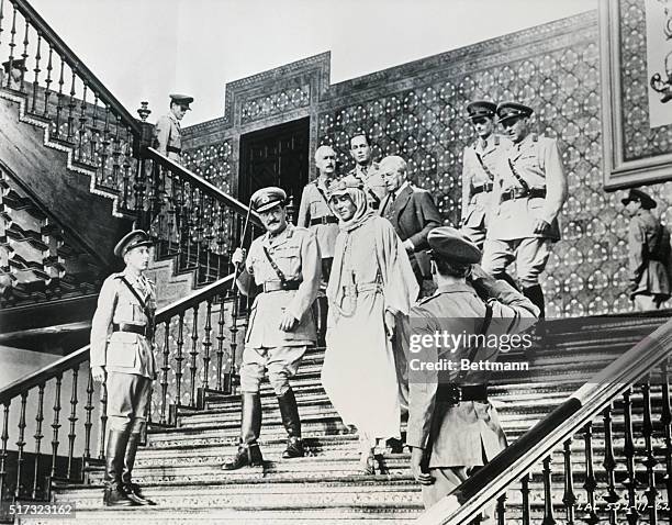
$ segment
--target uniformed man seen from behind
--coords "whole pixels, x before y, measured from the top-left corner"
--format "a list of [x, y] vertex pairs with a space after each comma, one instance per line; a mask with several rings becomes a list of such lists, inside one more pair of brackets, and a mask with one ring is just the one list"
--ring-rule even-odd
[[[429, 337], [436, 342], [441, 334], [489, 337], [534, 325], [539, 310], [505, 281], [483, 272], [477, 265], [480, 250], [457, 230], [448, 226], [433, 230], [427, 242], [437, 291], [411, 310], [402, 331], [406, 350], [413, 339]], [[435, 365], [424, 369], [412, 366], [408, 372], [406, 444], [426, 507], [449, 494], [506, 447], [497, 412], [488, 401], [492, 372], [480, 366], [477, 370], [463, 371], [456, 366], [455, 370], [437, 371], [436, 364], [444, 359], [458, 365], [462, 359], [470, 364], [493, 362], [499, 353], [500, 345], [434, 343], [410, 354], [410, 359]], [[493, 523], [492, 515], [486, 517]]]
[[250, 295], [256, 284], [259, 294], [249, 314], [240, 367], [240, 444], [238, 453], [222, 466], [225, 470], [264, 462], [257, 439], [261, 432], [259, 383], [265, 371], [288, 433], [282, 457], [303, 456], [301, 421], [289, 380], [307, 347], [315, 344], [311, 304], [320, 288], [321, 257], [315, 234], [288, 224], [285, 201], [280, 188], [264, 188], [253, 194], [250, 203], [261, 216], [266, 234], [253, 242], [247, 258], [240, 248], [232, 258], [235, 265], [245, 259], [245, 271], [237, 281], [240, 291]]
[[477, 100], [467, 105], [468, 118], [478, 138], [462, 154], [462, 216], [460, 230], [483, 249], [492, 210], [494, 172], [511, 141], [494, 133], [497, 104]]
[[356, 133], [350, 137], [350, 157], [355, 160], [355, 167], [348, 171], [348, 175], [357, 177], [363, 185], [369, 208], [380, 210], [380, 204], [388, 194], [388, 188], [379, 164], [373, 161], [371, 141], [366, 133]]
[[567, 177], [555, 138], [531, 133], [531, 108], [497, 105], [499, 122], [513, 142], [495, 171], [495, 210], [483, 248], [483, 269], [502, 278], [516, 262], [523, 293], [545, 316], [539, 276], [552, 244], [560, 239], [558, 215], [567, 200]]
[[142, 230], [122, 238], [114, 255], [126, 268], [105, 279], [91, 322], [91, 375], [107, 378], [108, 445], [105, 492], [108, 506], [152, 505], [132, 482], [135, 453], [144, 429], [156, 378], [154, 359], [154, 283], [145, 278], [152, 241]]

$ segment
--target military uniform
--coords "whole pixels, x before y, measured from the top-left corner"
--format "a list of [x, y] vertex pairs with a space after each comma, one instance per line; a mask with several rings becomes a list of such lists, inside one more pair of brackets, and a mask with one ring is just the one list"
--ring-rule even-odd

--------------------------------

■ WORK TO COMPLETE:
Rewrite the items above with each "whole pixels" changed to "integer pixels" and everything else left as it is. Omit the pictures.

■ THE REPLY:
$ segment
--target uniformed man seen from behind
--coords "integer pixels, x before y, measured from the top-left corner"
--format "a list of [x, y] vertex pairs with a space after each comma, one instance per line; a mask with several rings becomes a list of such lists, inside one more pair of brackets, and a mask with one ring is just the one list"
--ring-rule even-odd
[[[429, 337], [436, 342], [441, 334], [489, 337], [534, 325], [539, 310], [505, 281], [483, 272], [477, 265], [480, 250], [457, 230], [448, 226], [433, 230], [427, 242], [437, 291], [411, 310], [402, 331], [406, 350], [413, 339]], [[435, 365], [424, 369], [412, 366], [408, 372], [406, 444], [426, 507], [449, 494], [506, 447], [497, 412], [488, 401], [492, 372], [480, 366], [477, 370], [463, 371], [456, 366], [455, 370], [437, 371], [436, 364], [444, 359], [458, 365], [462, 359], [470, 364], [493, 362], [499, 353], [500, 345], [434, 343], [410, 354], [410, 359]], [[493, 523], [492, 515], [486, 517]]]
[[250, 295], [256, 284], [259, 294], [249, 314], [240, 367], [240, 444], [238, 453], [222, 466], [225, 470], [264, 462], [257, 439], [261, 432], [259, 383], [265, 371], [288, 433], [282, 457], [303, 456], [301, 421], [289, 380], [307, 347], [315, 344], [311, 304], [320, 288], [321, 257], [315, 234], [288, 224], [285, 201], [280, 188], [264, 188], [253, 194], [250, 203], [261, 216], [266, 234], [253, 242], [247, 258], [240, 248], [232, 258], [235, 265], [245, 259], [245, 271], [237, 281], [240, 291]]
[[477, 100], [467, 105], [468, 118], [478, 138], [462, 154], [462, 216], [460, 230], [483, 249], [492, 210], [494, 172], [511, 141], [494, 133], [497, 104]]
[[356, 133], [350, 137], [350, 157], [355, 160], [355, 167], [348, 171], [348, 175], [357, 177], [363, 185], [369, 208], [380, 210], [380, 204], [388, 194], [388, 188], [379, 164], [373, 161], [371, 141], [366, 133]]
[[567, 177], [555, 138], [531, 133], [531, 108], [497, 105], [499, 122], [513, 142], [495, 171], [495, 210], [483, 248], [483, 269], [502, 278], [516, 262], [523, 293], [545, 316], [539, 276], [552, 244], [560, 239], [558, 215], [567, 200]]
[[142, 230], [122, 238], [114, 255], [126, 268], [105, 279], [91, 322], [91, 375], [107, 378], [108, 445], [105, 492], [108, 506], [152, 505], [132, 482], [135, 453], [144, 429], [156, 378], [154, 359], [154, 283], [145, 278], [152, 241]]

$ segment
--target military uniform
--coords "integer pixels, x before y, measured from the top-left corner"
--format "a list of [x, y] vertex pairs with a space after each comma, one instance per line; a mask with several rings becomes a list of such lists, inside one more pair of brackets, and a mask with one ring is just the one list"
--ring-rule even-odd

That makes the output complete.